Aim of the exercise: Please print every one of the items below word for word, with no line changed.

Detection examples:
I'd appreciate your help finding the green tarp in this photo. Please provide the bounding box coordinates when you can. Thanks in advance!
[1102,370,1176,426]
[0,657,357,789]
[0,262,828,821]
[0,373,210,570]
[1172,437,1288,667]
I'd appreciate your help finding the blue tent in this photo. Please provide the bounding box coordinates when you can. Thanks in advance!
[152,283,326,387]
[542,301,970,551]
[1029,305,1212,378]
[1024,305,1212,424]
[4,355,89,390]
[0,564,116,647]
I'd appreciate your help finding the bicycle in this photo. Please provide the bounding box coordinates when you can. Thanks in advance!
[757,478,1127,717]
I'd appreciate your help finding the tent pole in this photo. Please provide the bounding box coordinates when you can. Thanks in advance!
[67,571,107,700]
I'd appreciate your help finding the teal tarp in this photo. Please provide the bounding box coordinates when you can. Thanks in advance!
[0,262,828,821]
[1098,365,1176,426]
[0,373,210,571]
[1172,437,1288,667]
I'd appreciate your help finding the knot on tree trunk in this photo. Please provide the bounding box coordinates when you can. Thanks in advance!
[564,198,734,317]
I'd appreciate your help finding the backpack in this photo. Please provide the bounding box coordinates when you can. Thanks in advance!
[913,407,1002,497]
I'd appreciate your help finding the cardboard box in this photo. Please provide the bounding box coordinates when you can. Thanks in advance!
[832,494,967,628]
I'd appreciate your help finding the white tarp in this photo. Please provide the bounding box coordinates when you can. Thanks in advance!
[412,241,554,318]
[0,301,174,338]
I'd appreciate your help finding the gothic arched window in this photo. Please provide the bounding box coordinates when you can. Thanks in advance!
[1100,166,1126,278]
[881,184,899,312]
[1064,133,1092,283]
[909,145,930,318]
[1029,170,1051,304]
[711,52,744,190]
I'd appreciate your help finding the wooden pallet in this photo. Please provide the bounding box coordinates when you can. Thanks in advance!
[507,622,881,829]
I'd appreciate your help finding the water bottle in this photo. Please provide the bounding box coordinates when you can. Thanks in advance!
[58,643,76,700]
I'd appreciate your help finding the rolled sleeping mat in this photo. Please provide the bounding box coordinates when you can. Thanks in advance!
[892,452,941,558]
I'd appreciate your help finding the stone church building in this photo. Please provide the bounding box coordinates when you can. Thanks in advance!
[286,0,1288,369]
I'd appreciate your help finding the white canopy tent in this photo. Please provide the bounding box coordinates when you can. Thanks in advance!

Worked answer:
I'd appreciate your help finding the green tarp in this photo. Please provide the bounding box coordinates when you can. Thanks in advance!
[1102,370,1176,426]
[0,657,357,789]
[0,262,828,821]
[0,373,210,570]
[1172,437,1288,667]
I'd appreciate your help finding the blue tent in this photo. Please provide the bounding box coordinates when you can. Thanks in advance!
[152,283,326,387]
[542,301,970,551]
[1029,305,1212,378]
[1024,305,1212,424]
[4,355,89,390]
[0,564,116,647]
I'd appreciate your help finding the bicycle in this photo. Please provide the bounding box coordinates when you can. Thanks in advance!
[757,478,1127,717]
I'd appreciate your help finding the tent pole in this photo. Please provide the bounding box coordinates when you can. Thanks in advance!
[67,571,107,700]
I'd appreciate your help finding the teal tarp in this photo. Please provide the bounding box coordinates when you can. Thanks in advance!
[0,262,828,821]
[1098,365,1176,426]
[0,373,210,571]
[1172,437,1288,667]
I'd appreciate your help finding the knot on tree trunk in this photo. Please provide the bounding box coordinates when you can. Thanks in advance!
[564,198,734,317]
I'd appreciate your help finding the backpack in this photo. Please provide the bounding box coordinates when you can. Thanks in advance!
[913,407,1002,497]
I'd appreciate your help finding the cardboard box in this photo. Please provide the bounding box coordinates when you can. Thanks in advance!
[832,494,967,628]
I'd appreciate your help finding the white tarp in this photo. Please provide the bounding box coordinates when you can. Thanks in advance!
[412,241,554,318]
[0,301,174,338]
I'd appreciate your help finding the gothic arched window in this photo. Please provide the bounding box coordinates when you can. Thanks in advance!
[1100,166,1126,278]
[881,184,899,312]
[1064,133,1092,283]
[909,145,930,318]
[1029,170,1051,304]
[711,52,744,190]
I'd appreciate your help finding the wooden pallet in this photo. Please provide the bounding box coordinates when you can. Thanks in advance!
[507,622,881,829]
I'd appreciate your help finding the water bottle in this photo. Please provide the bounding box coordinates when you can. Thanks in advance!
[58,643,76,700]
I'd appreciate your help finding the rolled sleeping mat in this photo. Please provide the bounding box coordinates when you can. Thanks in advance!
[892,452,941,558]
I'd appreciate your help finding the stone church building in this photo. Please provide the bounding box coordinates when you can. Thanks in advance!
[286,0,1288,369]
I'd appreciate your help finding the white canopy tent in this photo. Please provide the bounding box coordinates when you can. Thanks in advance!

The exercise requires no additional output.